### PROBLEM TO WORK ON
Go through the entries below and print, exactly, the lines starting at the one with "9L89 3L79 2L64" and ending at the one with "positive clicks: (63, 73)", keeping both ends and no others.

++++ DATA TO EXAMINE ++++

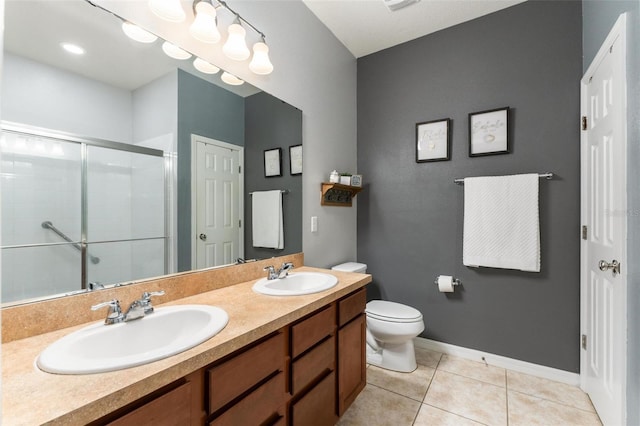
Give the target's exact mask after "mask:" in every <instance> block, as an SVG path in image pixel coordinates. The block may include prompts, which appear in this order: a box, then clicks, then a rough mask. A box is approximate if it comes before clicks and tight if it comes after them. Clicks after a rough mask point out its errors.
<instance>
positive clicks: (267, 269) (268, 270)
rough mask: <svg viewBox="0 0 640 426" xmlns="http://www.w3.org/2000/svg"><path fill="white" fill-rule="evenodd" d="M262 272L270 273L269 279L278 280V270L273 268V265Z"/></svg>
mask: <svg viewBox="0 0 640 426" xmlns="http://www.w3.org/2000/svg"><path fill="white" fill-rule="evenodd" d="M262 270H263V271H268V272H269V273H268V275H267V279H269V280H275V279H276V278H278V273H277V272H276V270H275V268H274V267H273V265H269V266H265V267H264V268H262Z"/></svg>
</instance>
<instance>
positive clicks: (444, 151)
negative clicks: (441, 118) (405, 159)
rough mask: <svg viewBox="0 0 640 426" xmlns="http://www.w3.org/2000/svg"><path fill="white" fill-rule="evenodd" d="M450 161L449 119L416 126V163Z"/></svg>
mask: <svg viewBox="0 0 640 426" xmlns="http://www.w3.org/2000/svg"><path fill="white" fill-rule="evenodd" d="M450 159H451V119H450V118H444V119H441V120H433V121H425V122H424V123H417V124H416V163H426V162H430V161H447V160H450Z"/></svg>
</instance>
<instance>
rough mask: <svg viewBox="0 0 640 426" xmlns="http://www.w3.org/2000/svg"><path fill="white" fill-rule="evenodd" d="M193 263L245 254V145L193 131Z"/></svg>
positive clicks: (192, 169) (201, 265) (192, 226)
mask: <svg viewBox="0 0 640 426" xmlns="http://www.w3.org/2000/svg"><path fill="white" fill-rule="evenodd" d="M192 150H193V151H192V152H193V153H194V158H193V160H194V161H193V166H192V170H193V174H192V186H191V188H192V201H191V203H192V228H191V229H192V233H193V236H192V241H193V243H192V247H193V253H195V256H193V259H194V264H193V267H194V268H197V269H200V268H208V267H212V266H219V265H227V264H229V263H233V262H235V261H236V259H237V258H239V257H243V256H244V247H243V242H244V232H243V227H242V222H243V220H244V217H243V216H244V214H243V205H242V203H243V197H242V193H243V190H244V189H243V187H244V175H243V173H242V161H243V153H244V148H243V147H241V146H237V145H232V144H229V143H226V142H221V141H216V140H214V139H209V138H205V137H203V136H197V135H192Z"/></svg>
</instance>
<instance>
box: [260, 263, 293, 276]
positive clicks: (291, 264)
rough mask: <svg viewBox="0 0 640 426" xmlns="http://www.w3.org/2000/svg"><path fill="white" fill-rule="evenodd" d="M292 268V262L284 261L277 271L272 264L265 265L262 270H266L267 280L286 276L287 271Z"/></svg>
mask: <svg viewBox="0 0 640 426" xmlns="http://www.w3.org/2000/svg"><path fill="white" fill-rule="evenodd" d="M292 269H293V263H291V262H286V263H283V264H282V266H281V267H280V269H278V270H277V271H276V269H275V268H274V267H273V265H269V266H265V267H264V268H263V269H262V270H263V271H268V273H267V279H268V280H277V279H280V280H281V279H283V278H287V275H289V271H290V270H292Z"/></svg>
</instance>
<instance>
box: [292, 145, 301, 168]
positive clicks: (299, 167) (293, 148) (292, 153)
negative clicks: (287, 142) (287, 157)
mask: <svg viewBox="0 0 640 426" xmlns="http://www.w3.org/2000/svg"><path fill="white" fill-rule="evenodd" d="M289 173H290V174H291V176H294V175H301V174H302V145H294V146H290V147H289Z"/></svg>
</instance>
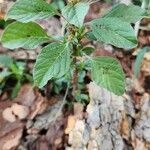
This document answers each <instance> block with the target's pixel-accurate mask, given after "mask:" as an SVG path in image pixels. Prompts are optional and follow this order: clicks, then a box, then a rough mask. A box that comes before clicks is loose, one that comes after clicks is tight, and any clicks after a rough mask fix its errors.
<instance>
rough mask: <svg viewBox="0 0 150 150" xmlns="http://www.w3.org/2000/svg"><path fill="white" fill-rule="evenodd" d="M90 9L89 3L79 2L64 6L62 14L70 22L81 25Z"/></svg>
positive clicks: (77, 25) (74, 23)
mask: <svg viewBox="0 0 150 150" xmlns="http://www.w3.org/2000/svg"><path fill="white" fill-rule="evenodd" d="M88 10H89V4H88V3H84V2H79V3H77V4H75V5H73V4H68V5H67V6H66V7H64V9H62V15H63V16H64V17H65V18H66V20H67V21H68V22H69V23H70V24H73V25H75V26H77V27H81V26H82V25H83V22H84V18H85V16H86V14H87V12H88Z"/></svg>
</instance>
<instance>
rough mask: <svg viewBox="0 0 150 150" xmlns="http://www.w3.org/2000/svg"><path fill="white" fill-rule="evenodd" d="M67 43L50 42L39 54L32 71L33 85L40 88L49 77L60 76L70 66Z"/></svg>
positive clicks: (63, 73)
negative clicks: (50, 43) (32, 75)
mask: <svg viewBox="0 0 150 150" xmlns="http://www.w3.org/2000/svg"><path fill="white" fill-rule="evenodd" d="M70 63H71V59H70V50H69V46H68V44H62V43H52V44H49V45H48V46H46V47H44V48H43V49H42V51H41V53H40V54H39V56H38V58H37V60H36V64H35V67H34V71H33V79H34V83H35V85H37V86H39V87H40V88H42V87H43V86H44V85H45V84H46V83H47V82H48V80H50V79H51V78H60V77H62V76H63V75H64V74H65V73H66V72H67V71H68V70H69V67H70Z"/></svg>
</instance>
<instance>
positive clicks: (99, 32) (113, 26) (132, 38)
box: [91, 18, 137, 49]
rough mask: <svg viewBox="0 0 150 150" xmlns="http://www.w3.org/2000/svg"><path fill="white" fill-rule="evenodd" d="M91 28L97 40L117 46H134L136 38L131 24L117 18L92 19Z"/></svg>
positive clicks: (135, 42) (92, 32) (134, 46)
mask: <svg viewBox="0 0 150 150" xmlns="http://www.w3.org/2000/svg"><path fill="white" fill-rule="evenodd" d="M91 29H92V33H93V34H94V36H95V37H96V38H97V40H99V41H102V42H104V43H108V44H112V45H114V46H116V47H119V48H127V49H129V48H134V47H136V46H137V39H136V37H135V33H134V30H133V28H132V27H131V25H130V24H129V23H127V22H123V21H122V20H120V19H117V18H101V19H97V20H94V21H92V23H91Z"/></svg>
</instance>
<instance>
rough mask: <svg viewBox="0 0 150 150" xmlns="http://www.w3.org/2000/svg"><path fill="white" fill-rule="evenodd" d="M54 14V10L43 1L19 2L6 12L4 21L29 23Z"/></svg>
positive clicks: (55, 11) (40, 0)
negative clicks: (18, 21) (28, 22)
mask: <svg viewBox="0 0 150 150" xmlns="http://www.w3.org/2000/svg"><path fill="white" fill-rule="evenodd" d="M55 14H56V10H55V9H54V8H53V7H52V6H51V5H49V4H47V3H46V2H45V1H44V0H30V1H29V0H19V1H17V2H16V3H15V4H14V5H13V6H12V7H11V9H10V10H9V11H8V13H7V16H6V19H8V18H11V19H15V20H18V21H20V22H24V23H26V22H30V21H35V20H37V19H45V18H48V17H51V16H54V15H55Z"/></svg>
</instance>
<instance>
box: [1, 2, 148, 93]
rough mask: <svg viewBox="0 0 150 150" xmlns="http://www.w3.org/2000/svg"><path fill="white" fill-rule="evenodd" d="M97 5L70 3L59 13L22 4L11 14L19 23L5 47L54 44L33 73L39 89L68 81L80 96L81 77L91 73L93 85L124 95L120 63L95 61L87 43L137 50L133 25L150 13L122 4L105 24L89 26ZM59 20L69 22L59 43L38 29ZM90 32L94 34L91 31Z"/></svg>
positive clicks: (12, 8) (108, 58)
mask: <svg viewBox="0 0 150 150" xmlns="http://www.w3.org/2000/svg"><path fill="white" fill-rule="evenodd" d="M92 3H94V1H92V0H82V1H79V0H68V4H67V5H66V6H65V7H64V8H63V9H61V12H59V11H58V10H57V9H56V8H57V7H54V5H53V4H48V3H46V2H45V1H44V0H30V1H28V0H19V1H17V2H16V3H15V4H14V5H13V6H12V8H11V9H10V10H9V11H8V13H7V15H6V17H5V19H14V20H17V21H16V22H14V23H12V24H10V25H8V26H7V28H6V29H5V31H4V32H3V35H2V38H1V42H2V44H3V46H4V47H7V48H10V49H14V48H19V47H23V48H25V49H34V48H36V47H37V46H38V45H39V44H42V43H44V42H46V43H47V42H48V43H50V44H48V45H47V46H45V47H44V48H42V50H41V52H40V54H39V56H38V57H37V60H36V63H35V66H34V70H33V78H34V84H35V86H38V87H39V88H42V87H43V86H45V85H46V84H47V82H48V81H49V80H50V79H59V78H61V77H62V76H67V82H68V83H69V85H70V84H71V83H72V88H73V93H75V92H77V91H78V89H77V88H78V87H77V84H78V75H79V74H80V72H81V71H82V70H86V71H91V74H92V80H93V81H95V82H96V83H97V84H98V85H99V86H102V87H104V88H106V89H108V90H109V91H111V92H114V93H115V94H117V95H122V94H123V93H124V89H125V88H124V86H125V85H124V84H125V75H124V73H123V70H122V68H121V65H120V64H119V62H118V61H117V60H116V59H114V58H111V57H96V58H92V57H91V56H90V53H91V52H90V51H93V48H92V47H90V48H89V47H88V48H85V47H84V46H83V45H82V39H83V38H89V39H90V40H96V41H100V42H104V43H107V44H112V45H114V46H116V47H119V48H125V49H131V48H134V47H136V46H137V39H136V36H135V32H134V29H133V28H132V26H131V23H132V24H134V23H135V22H137V21H138V20H140V19H142V18H143V17H146V16H147V12H146V11H145V10H143V9H141V8H140V7H138V6H135V5H129V6H126V5H124V4H118V5H116V6H114V7H113V8H112V9H111V10H110V11H109V12H108V13H107V14H106V15H104V16H103V17H102V18H98V19H95V20H92V21H91V22H87V23H84V18H85V16H86V14H87V12H88V10H89V7H90V4H92ZM54 15H57V16H60V17H63V18H64V20H65V23H64V24H63V25H62V31H63V32H62V33H63V35H62V37H59V38H58V37H52V36H50V35H47V33H46V32H45V31H44V30H43V29H42V27H41V26H39V25H38V24H37V23H35V21H36V20H39V19H45V18H48V17H52V16H54ZM86 26H88V27H89V28H90V29H89V30H88V31H87V28H86ZM65 31H66V32H65ZM87 64H88V67H87ZM87 68H88V69H87ZM72 70H73V71H72ZM78 95H80V94H77V96H78Z"/></svg>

++++

### RESPONSE BOX
rough mask: <svg viewBox="0 0 150 150" xmlns="http://www.w3.org/2000/svg"><path fill="white" fill-rule="evenodd" d="M90 9L89 3L79 2L64 6L62 14L70 22L81 25Z"/></svg>
positive clicks: (77, 25) (74, 23)
mask: <svg viewBox="0 0 150 150" xmlns="http://www.w3.org/2000/svg"><path fill="white" fill-rule="evenodd" d="M88 10H89V4H88V3H84V2H79V3H77V4H75V5H73V4H68V5H67V6H66V7H64V9H62V15H63V16H64V17H65V18H66V20H67V21H68V22H69V23H70V24H73V25H75V26H77V27H81V26H82V25H83V22H84V18H85V16H86V14H87V12H88Z"/></svg>
</instance>
<instance>
rough mask: <svg viewBox="0 0 150 150" xmlns="http://www.w3.org/2000/svg"><path fill="white" fill-rule="evenodd" d="M67 43L50 42L39 54L32 71L33 85L40 88L49 77L60 76L70 66Z"/></svg>
positive clicks: (63, 73)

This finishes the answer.